= TEXT PROVIDED =
===============

Because Muslims themselves tend to view the world through the lenses of their faith, they often attribute these incidents to “Islamophobia,” paranoia about Islam. “The Crusader mentality is the main problem” facing West European Muslims, said Mehmet Sabri Erbakan, president of the Cologne-based National View (Milli Gorus) organization. (33) He said the fear of Islam once evoked in Europe by Ottoman and Moorish conquests has been reborn with the growth of Muslim communities in many parts of Europe. Rashid Benaissa, of UNESCO publications in Paris, agreed and added that French liberalism is a “hoax,” that the French government subsidizes Catholic and Jewish schools while denying the same privilege to Muslim schools. (34) (The problem, said a French government official, is that Catholic and Jewish schools receiving government subsidy agree to accept students from other faith groups, but Muslims resist this legal requirement.)

In reality the Islamic faith is not a main concern of Muslims’ detractors in Western Europe. Secularity has stretched deep roots in West European societies, which so far have proved impervious to the winds of religious revival that are sweeping parts of Asia, Africa and the Americas. It appears that the old Weberian secularization theory still holds on the continent of its birth.

Muslims, as other non-European minorities, are victims of a unique element of European culture: racism. Racist xenophobia has revived there with a vengeance since the end of the Cold War. A Europe-wide study conducted in 1998 found that 48 percent of the French described themselves as “racist” or “fairly racist.” Fifty-five percent did so in Belgium, and more than 30 percent in Germany, Britain, the Netherlands and Italy. (35)

Resurgent racism seems to have been Western Europe’s answer to the failure of its older moral and social paradigms. After the failure of Christianity, Nazism, Fascism, socialism and communism and the decline of nationalism (under the pressure of European Union integration), race is the only cultural root many of them feel they have left. Many non-European societies that have suffered the setbacks of nationalist experiments or economic models have turned to religion. But Enlightenment liberalism has wiped religion out of Western Europe more thoroughly than almost anywhere else.

===============

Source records
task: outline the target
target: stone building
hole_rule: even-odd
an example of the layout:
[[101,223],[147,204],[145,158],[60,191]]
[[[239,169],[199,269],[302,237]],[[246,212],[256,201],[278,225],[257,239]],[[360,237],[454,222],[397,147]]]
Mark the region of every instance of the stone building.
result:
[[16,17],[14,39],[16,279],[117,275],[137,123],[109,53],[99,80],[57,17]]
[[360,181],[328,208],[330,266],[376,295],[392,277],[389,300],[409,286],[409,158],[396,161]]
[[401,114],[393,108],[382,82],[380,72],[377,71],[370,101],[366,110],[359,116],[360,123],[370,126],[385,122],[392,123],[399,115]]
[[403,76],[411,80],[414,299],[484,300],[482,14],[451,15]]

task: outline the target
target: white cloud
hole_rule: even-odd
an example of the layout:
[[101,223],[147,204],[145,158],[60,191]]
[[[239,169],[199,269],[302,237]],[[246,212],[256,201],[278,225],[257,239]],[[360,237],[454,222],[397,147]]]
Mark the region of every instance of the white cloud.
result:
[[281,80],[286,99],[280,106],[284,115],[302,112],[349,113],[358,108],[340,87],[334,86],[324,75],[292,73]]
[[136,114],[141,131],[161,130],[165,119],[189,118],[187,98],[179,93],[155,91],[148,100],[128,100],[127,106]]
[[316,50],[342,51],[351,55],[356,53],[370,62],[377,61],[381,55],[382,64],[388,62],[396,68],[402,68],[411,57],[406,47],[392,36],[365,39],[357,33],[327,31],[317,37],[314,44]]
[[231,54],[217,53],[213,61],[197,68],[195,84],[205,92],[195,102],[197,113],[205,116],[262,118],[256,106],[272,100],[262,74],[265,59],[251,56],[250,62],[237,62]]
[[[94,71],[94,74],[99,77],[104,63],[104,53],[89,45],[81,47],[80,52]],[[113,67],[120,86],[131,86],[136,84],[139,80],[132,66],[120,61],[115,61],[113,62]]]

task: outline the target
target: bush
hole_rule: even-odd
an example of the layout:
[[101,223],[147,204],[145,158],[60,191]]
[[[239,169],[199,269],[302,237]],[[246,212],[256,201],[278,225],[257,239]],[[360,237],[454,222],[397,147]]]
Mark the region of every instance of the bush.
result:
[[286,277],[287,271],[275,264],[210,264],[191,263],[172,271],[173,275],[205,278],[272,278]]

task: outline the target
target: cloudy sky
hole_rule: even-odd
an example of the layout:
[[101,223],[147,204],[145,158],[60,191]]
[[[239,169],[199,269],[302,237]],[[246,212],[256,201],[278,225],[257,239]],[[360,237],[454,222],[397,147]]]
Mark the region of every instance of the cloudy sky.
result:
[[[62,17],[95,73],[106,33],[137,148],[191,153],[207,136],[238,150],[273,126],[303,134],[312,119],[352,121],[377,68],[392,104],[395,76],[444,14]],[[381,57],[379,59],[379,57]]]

===============

= WORK REQUIRED =
Summarize the passage about Muslims in Western Europe in two sentences.

= TASK OUTPUT =
Muslim figures such as Mehmet Sabri Erbakan and Rashid Benaissa point to a revived fear of Islam and to unequal treatment of Muslim schools, but the passage argues that the Islamic faith is not a main concern of Muslims' detractors in deeply secular Western Europe. Instead, it holds that Muslims, like other non-European minorities, are victims of racism, which has revived since the end of the Cold War and seems to have become Western Europe's answer to the failure of its older moral and social paradigms.